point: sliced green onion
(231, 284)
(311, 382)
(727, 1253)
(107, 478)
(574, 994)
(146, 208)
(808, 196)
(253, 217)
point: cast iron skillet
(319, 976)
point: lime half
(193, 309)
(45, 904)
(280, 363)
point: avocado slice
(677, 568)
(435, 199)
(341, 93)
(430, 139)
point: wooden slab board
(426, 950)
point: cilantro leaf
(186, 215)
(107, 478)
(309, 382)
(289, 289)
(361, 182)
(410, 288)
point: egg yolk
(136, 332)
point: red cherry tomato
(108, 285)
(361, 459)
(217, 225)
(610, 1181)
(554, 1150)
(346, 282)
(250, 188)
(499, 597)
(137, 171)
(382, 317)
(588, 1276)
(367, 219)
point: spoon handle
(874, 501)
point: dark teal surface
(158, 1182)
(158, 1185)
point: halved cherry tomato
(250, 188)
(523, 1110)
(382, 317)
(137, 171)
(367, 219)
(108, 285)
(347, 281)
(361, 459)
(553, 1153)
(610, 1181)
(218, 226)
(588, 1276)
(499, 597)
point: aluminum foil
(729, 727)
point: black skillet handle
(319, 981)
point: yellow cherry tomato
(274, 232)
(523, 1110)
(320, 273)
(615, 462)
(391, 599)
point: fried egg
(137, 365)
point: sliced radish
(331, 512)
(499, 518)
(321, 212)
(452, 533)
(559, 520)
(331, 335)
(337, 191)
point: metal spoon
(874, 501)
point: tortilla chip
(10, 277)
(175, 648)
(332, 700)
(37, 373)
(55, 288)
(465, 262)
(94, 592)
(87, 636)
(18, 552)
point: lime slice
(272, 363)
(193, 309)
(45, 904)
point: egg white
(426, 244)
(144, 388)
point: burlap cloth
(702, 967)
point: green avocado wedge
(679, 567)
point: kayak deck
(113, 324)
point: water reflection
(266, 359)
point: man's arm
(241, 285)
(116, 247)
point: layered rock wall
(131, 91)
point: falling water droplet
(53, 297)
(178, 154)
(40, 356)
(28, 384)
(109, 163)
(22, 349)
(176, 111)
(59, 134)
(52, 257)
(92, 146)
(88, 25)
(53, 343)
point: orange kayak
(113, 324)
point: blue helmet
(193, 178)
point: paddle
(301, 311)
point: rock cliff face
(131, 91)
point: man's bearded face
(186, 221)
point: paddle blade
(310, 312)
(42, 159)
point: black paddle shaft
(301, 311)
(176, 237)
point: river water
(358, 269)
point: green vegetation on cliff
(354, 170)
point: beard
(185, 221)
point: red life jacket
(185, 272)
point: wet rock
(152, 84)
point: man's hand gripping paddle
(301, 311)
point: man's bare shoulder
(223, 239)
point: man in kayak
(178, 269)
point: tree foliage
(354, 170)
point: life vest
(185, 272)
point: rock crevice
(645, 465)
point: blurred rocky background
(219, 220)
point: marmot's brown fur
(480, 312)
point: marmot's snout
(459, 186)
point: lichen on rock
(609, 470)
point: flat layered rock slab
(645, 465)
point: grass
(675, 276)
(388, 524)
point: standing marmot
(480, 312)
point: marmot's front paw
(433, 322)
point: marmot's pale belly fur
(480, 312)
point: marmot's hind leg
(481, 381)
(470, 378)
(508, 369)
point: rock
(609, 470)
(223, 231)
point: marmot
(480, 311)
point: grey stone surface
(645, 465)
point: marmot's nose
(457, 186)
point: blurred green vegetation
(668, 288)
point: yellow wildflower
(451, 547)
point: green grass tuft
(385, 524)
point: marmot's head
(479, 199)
····················
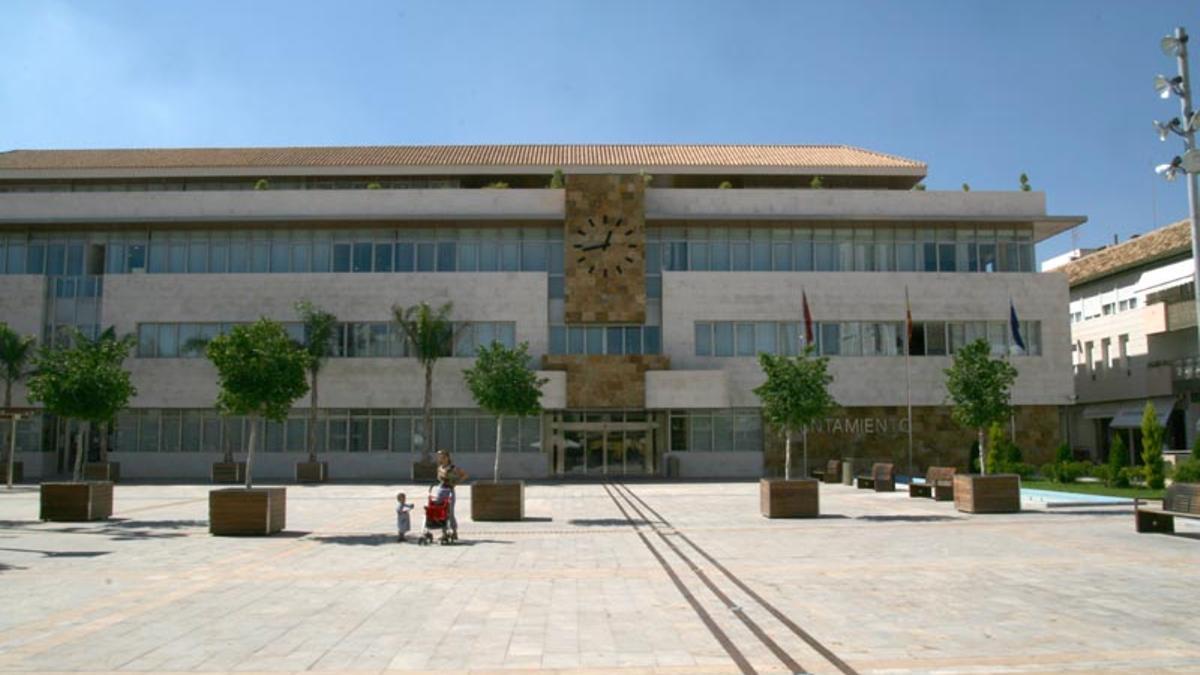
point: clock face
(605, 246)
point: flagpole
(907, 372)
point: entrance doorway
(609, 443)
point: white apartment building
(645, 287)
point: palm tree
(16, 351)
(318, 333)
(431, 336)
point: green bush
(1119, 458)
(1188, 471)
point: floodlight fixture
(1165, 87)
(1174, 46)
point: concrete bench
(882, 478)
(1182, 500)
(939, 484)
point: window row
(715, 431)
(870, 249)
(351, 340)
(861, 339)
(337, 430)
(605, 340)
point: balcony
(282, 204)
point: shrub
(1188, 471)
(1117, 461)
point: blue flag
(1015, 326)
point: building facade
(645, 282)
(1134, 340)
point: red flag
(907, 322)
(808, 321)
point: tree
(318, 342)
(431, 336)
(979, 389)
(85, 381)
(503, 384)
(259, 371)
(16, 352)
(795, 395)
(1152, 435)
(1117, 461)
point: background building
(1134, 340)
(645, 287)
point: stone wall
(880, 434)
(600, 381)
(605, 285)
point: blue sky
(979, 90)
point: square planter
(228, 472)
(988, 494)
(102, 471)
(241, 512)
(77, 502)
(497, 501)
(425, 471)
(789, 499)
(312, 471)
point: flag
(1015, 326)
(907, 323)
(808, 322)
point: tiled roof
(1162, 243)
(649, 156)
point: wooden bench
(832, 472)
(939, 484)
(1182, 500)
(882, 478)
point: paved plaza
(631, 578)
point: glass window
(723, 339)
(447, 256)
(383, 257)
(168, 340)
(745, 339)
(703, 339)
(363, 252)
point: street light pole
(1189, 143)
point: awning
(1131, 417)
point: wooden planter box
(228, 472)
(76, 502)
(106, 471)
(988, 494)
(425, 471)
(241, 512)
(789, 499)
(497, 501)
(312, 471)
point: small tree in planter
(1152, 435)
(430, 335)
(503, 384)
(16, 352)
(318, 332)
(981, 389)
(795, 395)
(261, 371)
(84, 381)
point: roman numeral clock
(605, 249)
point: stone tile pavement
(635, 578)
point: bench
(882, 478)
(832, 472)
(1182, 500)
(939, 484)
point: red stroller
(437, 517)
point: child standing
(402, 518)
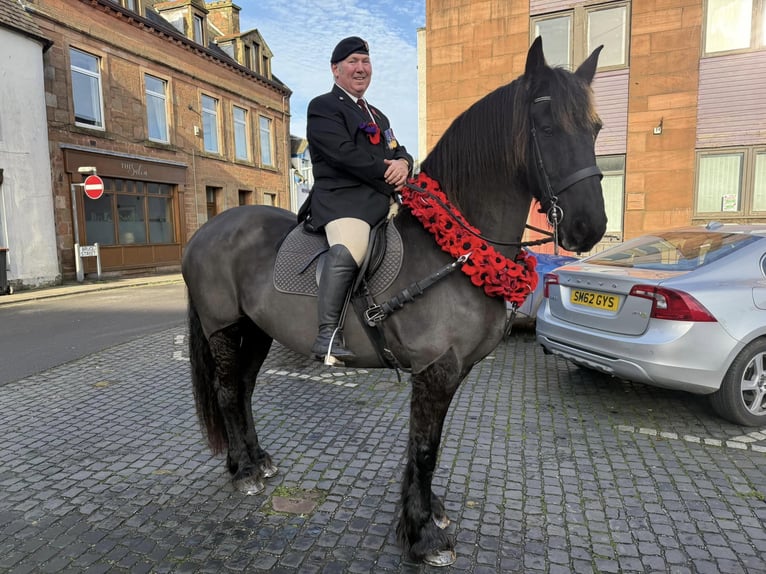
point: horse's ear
····················
_What is expected_. State how many lines of the items above contain the string "stone". Give only the number.

_Written answer_. 3